Texto base

Justiça e Carisma Passionista


O tema da justiça resulta hoje absolutamente prioritário para a ação pastoral da Igreja e para nós, Passionistas. Experimentamos, à luz da fé, que ser cristão e conviver com a injustiça resulta em um escândalo e uma contradição. Quando o luxo de alguns poucos se converte em insulto contra a miséria das grandes massas, rompe-se o plano do Criador, desrespeitando a honra que lhe é devida (cf. Puebla, nº. 28).

Nesta angústia e dor, nos defrontamos com uma situação de pecado social que nos interpela a atitudes proféticas e transformadoras à luz de nosso carisma, na defesa da vida. O seguimento de Jesus implica retidão, honestidade, integridade, vivência e testemunho dos valores vividos por Jesus e deixados como herança a seus discípulos e discípulas. A fé cristã não se harmoniza com a hipocrisia, com a corrupção e a desonestidade.

Vivemos em um contexto marcado pelo desgaste das palavras sem ressonância, pela saturação dos discursos vazios que não nos atingem porque estão desconectados de um testemunho edificante. Cristãos que não se definem em suas posturas, incapazes de assumir com coragem e coerência as consequências de uma fé comprometida, coniventes com um sistema injusto, muito pouco têm a contribuir com a construção de um outro mundo possível, conforme o projeto original do Criador.

E nós, Passionistas, de que lado nos posicionamos? Nossa fidelidade ao Carisma Passionista se concretiza no compromisso pela justiça. É fruto de uma contemplação do Crucificado, o Justo do Pai, incompreendido em suas posturas e lutas pela defesa dos pequenos e injustiçados de seu tempo, injustamente condenado à morte.

“O sentido da morte de Jesus o deu Jesus e o Pai. Isto porque Jesus assumiu a morte dentro da lógica de sua vida. Morreu pelas mesmas causas pelas quais viveu.”
(Delaney, Eugênio. In: A Cruz – Teologia e Espiritualidade, 1983, pág. 129)

Seu crime foi dizer a verdade, denunciar a situação de exploração, a exclusão, os preconceitos, a hipocrisia das autoridades, a incoerência e a má vontade daqueles que podiam fazer a diferença.

“Eu vos fiz ver tantas obras belas que vinham do Pai. Por qual dessas obras quereis apedrejar-me?” (Jo 10,32)

E nós, somos capazes de denunciar as situações que estão tirando a vida de nosso povo? Nosso compromisso com a justiça tem fundamento teológico. Não se trata apenas de uma opção, de um ato de boa vontade, mas de algo que brota de nossas entranhas, de nossa fé no Deus bíblico, revelado por Jesus.

“Eu vim para que todos tenham vida e a tenham em abundância.” (Jo 10,10)

Atividades propostas
1. Responda com base no texto sobre justiça e carisma passionista:
(a) Que referência aparece entre parênteses no fim do primeiro parágrafo?
(b) Com quais três coisas a fé cristã não se harmoniza?
(c) Em que se concretiza a fidelidade ao Carisma Passionista?
2. Reescreva o trecho do texto sobre justiça e carisma passionista que começa em "Vivemos em um" e segue até "condenado à morte.", atualizando-o com "esgotamento" no lugar de "desgaste".
Os registros a seguir não têm relação com o texto sobre justiça e carisma passionista.

Registros
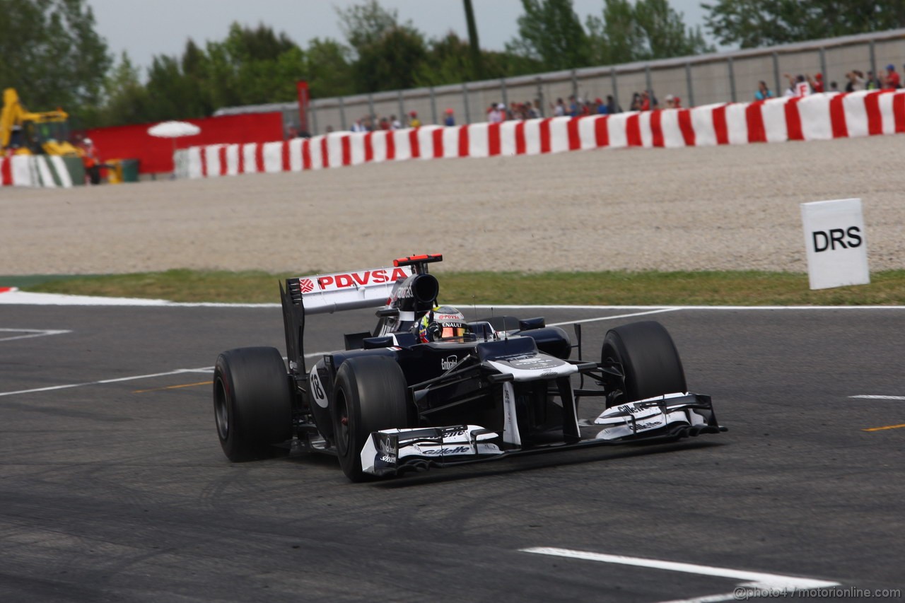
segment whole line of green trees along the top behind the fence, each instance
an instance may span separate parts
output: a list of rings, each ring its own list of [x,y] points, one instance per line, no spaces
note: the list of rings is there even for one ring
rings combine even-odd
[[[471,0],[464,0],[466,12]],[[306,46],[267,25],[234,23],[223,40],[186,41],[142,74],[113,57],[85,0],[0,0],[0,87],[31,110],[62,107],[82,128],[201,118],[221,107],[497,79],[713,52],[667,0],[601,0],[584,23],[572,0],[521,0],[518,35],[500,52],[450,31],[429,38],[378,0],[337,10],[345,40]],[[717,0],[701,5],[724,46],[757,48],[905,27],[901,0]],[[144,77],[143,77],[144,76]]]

Gabarito
1.
(a) Puebla, nº. 28.
(b) Com a hipocrisia, a corrupção e a desonestidade.
(c) No compromisso pela justiça.

2.
Vivemos em um contexto marcado pelo esgotamento das palavras sem ressonância, pela saturação dos discursos vazios que não nos atingem porque estão desconectados de um testemunho edificante. Cristãos que não se definem em suas posturas, incapazes de assumir com coragem e coerência as consequências de uma fé comprometida, coniventes com um sistema injusto, muito pouco têm a contribuir com a construção de um outro mundo possível, conforme o projeto original do Criador.

E nós, Passionistas, de que lado nos posicionamos? Nossa fidelidade ao Carisma Passionista se concretiza no compromisso pela justiça. É fruto de uma contemplação do Crucificado, o Justo do Pai, incompreendido em suas posturas e lutas pela defesa dos pequenos e injustiçados de seu tempo, injustamente condenado à morte.